## What you will do
• 1. According to the passage about filming The Simple Life, what color was the pickup truck driven on the second season's road trip?
• 2. Continue the passage about filming The Simple Life from its last sentence.

## Text
= Beginning of Section =

I said I never realized people worked hard, but I didn’t mean it that way. I know movie producers work hard, and my managers and agents work hard. I guess I didn’t realize what hard work meant. Like, dinner at the Ivy in Beverly Hills costs two hundred dollars. Well, I made forty-two dollars a day working, so I’d have to work four or five days just to eat dinner at the Ivy one night! Now that I’ve worked for that kind of low pay, I understand more what people really go through.

  I know a lot of people thought the show was funny, and I love that. Nicole and I might have been naive about farming and stuff like that, but we weren’t as naive as they portrayed us on the show. Well, would it have been as funny if we had known what we were doing the whole time? Would it be funny if Jessica Simpson didn’t say things about chicken of the sea? People like to laugh at people on reality shows. We get that.

  We really did do all those gross things. There were no body doubles for that stuff. All the chores were pretty bad, but the thing that grossed me out the absolute worst was when Nicole and I had to go work in a taxidermy place, because I love animals so much. People actually shoot animals to have them displayed dead in their houses! They showed us people who were scraping these bones, and there was all this blood and skin and fat dried up—it was sick. Then we had to scrape the bones with scalpels. They told us the bones were raccoon penises, so we threw them on the floor. Later, Nicole and I thought they were just trying to mess with us. That sucked. But now I think they really might have been raccoon penises. Gross!

  The Making of The Simple Life 2

  The first show was a big hit, so when Fox offered us round two, Nicole and I got to make a few demands. We’d been through a lot, so I knew what to ask for the second time around. I didn’t want to have to stay with just one family the whole time, so the second season was set up as a thirty-day cross-country road trip, from Miami Beach to Beverly Hills, with multiple families.

  We drove—or, I should say, I drove, because Nicole doesn’t have her license—a cotton-candy-pink pickup, and lived in this Airstream trailer that we dragged behind it. It was small and rather gross, and it was so filled up with our and Tinkerbell’s outfits that it became a moving closet. There was only one small bed, but we were so tired at night, we’d just pass out from exhaustion. The farthest I’d ever driven before the show was from L.A., to Palm Springs, and that’s only two hours. I won’t even drive to Vegas from L.A. Driving the trailer was scary because big trucks rocked the Airstream when they passed us. Making turns and backing up were also really hard. I’m amazed we didn’t hit anybody. Can you imagine how the press would have dealt with that?

= End of Section =

## Recorded information
= Beginning of Section =

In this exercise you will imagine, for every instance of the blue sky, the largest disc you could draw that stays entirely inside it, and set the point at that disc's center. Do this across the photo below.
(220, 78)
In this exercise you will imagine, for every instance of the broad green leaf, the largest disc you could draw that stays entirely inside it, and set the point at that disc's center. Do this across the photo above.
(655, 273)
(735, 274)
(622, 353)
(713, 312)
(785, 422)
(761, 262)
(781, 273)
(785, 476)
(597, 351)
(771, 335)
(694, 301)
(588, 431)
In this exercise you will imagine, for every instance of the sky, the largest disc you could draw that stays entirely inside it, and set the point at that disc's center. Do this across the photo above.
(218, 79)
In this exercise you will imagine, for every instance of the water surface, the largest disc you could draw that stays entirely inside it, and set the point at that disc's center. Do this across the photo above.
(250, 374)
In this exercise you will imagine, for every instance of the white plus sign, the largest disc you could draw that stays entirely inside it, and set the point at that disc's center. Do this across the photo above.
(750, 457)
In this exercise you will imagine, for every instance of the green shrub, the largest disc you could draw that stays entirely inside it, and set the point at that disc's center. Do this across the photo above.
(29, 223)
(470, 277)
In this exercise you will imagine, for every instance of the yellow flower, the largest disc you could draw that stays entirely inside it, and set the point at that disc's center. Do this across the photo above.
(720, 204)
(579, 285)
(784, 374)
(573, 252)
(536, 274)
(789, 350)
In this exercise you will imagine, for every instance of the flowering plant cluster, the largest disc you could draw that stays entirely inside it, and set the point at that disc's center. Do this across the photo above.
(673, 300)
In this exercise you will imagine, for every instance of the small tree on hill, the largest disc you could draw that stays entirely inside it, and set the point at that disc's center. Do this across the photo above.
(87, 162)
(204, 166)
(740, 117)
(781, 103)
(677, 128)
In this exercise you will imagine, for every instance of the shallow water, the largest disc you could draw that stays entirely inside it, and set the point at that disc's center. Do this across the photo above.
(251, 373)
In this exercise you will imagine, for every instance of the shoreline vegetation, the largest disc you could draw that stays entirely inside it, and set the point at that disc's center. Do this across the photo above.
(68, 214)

= End of Section =

## Responses for each task
• 1. Cotton-candy pink.

• 2.
  After a while, Nicole and I started to feel sick. I know there were mosquitoes and spiders in that trailer, because we’d wake up with bug bites all over us. There was so much light in there from all the cameras that it attracted every mosquito known to man. And no one cleaned it. And there was no laundry service. Luckily, I never had to wear the same thing more than once, because I brought five million outfits.

  We lived on fast food, because in the South, that’s all there is (as you know, I love junk food). We weren’t allowed to have any money, so we had to beg people to pay for our food, or get the restaurants to give it to us for free. Or if we stayed with a family, they would feed us—but I was usually happier with tacos or fries on the go.

  We had to get jobs to make a hundred dollars, which would pay for our gas and food. My first job was at Weeki Wachee, a kids’ place with an underwater show. I got to play a mermaid, and Nicole was a turtle. It was kind of stupid, but Elvis had been there, so that made it kind of cool.

  For our second job, we stayed with this old guy on his farm somewhere in Florida, and unfortunately, that’s where I had a horrible accident with a horse. We had to get on horses to herd bulls into the pen, and we were going really fast. All the cameras were scaring the horses. The boss’s horse went really fast, so my horse followed fast. When the cameras started chasing it, my horse started bucking really hard. I went flying into the air and actually fell under the horse. Its hooves went into my stomach and my thigh, and it galloped right on top of me! I was on the ground crying, and the skin on my face and arms putted up from stinging nettles. They called an ambulance, put an IV in me, and flew me by helicopter to a hospital in Tampa. The IV really hurt—I’d never had one before. (And I’m not looking forward to having another one any time soon.) Then they did CAT scans, an MRI, and a lot of tests. Luckily, there was no internal bleeding, just some bruises.

  And, of course, the cameras kept shooting till I was off the horse. The press said the reason I was bucked off the horse was because I was wearing high heels. That’s so not true! First of all, I was wearing tennis shoes. I know when and where to wear heels, and it’s definitely not on a horse. Boy, am I glad that’s behind me. I don’t know if I’ll even be able to watch the show, let alone get on another horse.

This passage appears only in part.